### BRIEF:
Return each line below that contains the string "tall". Case counts.

### RECORD SET:

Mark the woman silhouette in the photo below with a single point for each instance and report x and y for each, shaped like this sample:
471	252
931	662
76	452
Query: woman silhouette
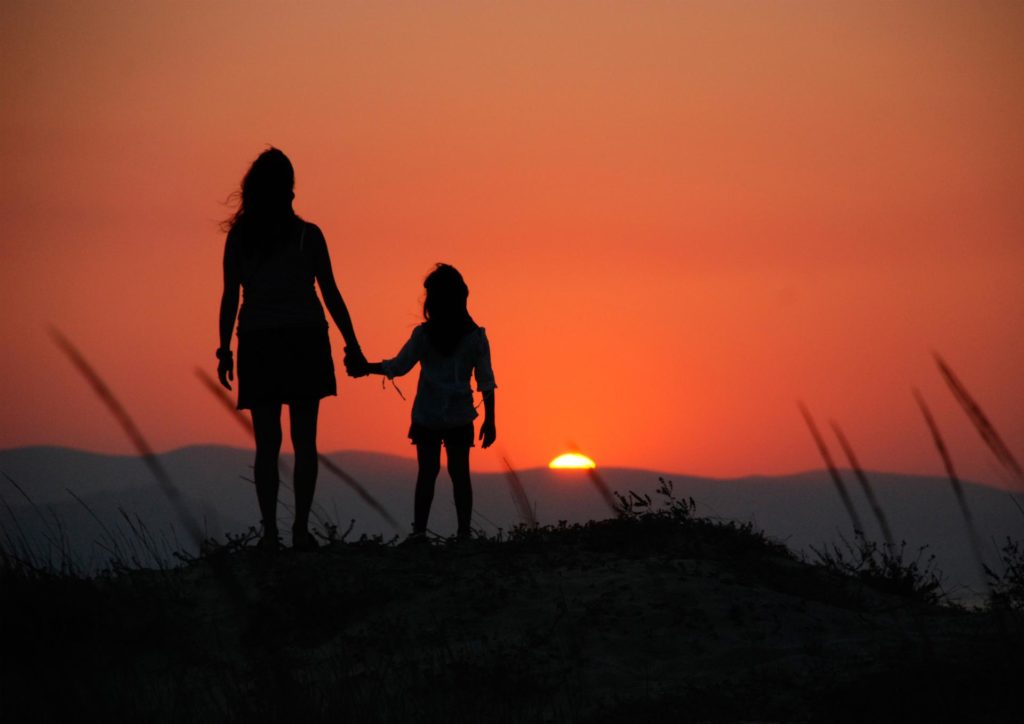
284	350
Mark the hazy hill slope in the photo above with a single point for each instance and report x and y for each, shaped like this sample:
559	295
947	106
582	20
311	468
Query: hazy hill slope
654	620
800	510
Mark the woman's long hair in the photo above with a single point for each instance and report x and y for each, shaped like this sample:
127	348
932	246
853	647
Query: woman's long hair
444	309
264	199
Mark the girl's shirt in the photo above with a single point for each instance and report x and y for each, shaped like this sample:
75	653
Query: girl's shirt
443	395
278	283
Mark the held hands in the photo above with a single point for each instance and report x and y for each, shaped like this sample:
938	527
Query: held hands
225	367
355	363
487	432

==

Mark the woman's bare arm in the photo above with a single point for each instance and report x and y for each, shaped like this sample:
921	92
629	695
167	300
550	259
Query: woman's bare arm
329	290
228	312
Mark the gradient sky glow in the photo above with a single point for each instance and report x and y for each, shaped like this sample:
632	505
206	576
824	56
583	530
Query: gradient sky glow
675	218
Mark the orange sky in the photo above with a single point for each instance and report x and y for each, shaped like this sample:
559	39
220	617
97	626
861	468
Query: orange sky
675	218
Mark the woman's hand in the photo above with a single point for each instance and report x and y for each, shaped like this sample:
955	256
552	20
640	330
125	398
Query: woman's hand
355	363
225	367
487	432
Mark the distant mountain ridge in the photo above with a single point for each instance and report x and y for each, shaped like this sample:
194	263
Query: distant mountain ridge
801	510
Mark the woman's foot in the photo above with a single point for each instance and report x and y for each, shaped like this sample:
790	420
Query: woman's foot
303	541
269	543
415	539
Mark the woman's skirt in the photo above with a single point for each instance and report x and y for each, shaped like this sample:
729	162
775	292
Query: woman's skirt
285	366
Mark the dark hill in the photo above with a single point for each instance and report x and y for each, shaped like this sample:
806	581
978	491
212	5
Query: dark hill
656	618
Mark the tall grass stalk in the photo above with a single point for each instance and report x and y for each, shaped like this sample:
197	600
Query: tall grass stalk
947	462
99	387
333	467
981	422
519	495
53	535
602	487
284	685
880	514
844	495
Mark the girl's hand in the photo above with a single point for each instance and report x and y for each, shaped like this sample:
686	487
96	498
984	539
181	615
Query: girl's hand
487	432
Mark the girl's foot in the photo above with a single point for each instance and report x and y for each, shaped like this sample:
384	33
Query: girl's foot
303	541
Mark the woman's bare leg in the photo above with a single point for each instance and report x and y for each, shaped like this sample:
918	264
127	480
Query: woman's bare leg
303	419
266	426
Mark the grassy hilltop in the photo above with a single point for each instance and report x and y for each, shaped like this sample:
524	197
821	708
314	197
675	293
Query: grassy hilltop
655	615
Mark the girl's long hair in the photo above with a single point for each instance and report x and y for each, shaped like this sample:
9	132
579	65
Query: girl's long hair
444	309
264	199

### OUTPUT OF THE EXERCISE:
Mark the tall grass stalk in the photo above with a single point for each instance and report x and y for each, shaped like this sample:
Query: tall grass stalk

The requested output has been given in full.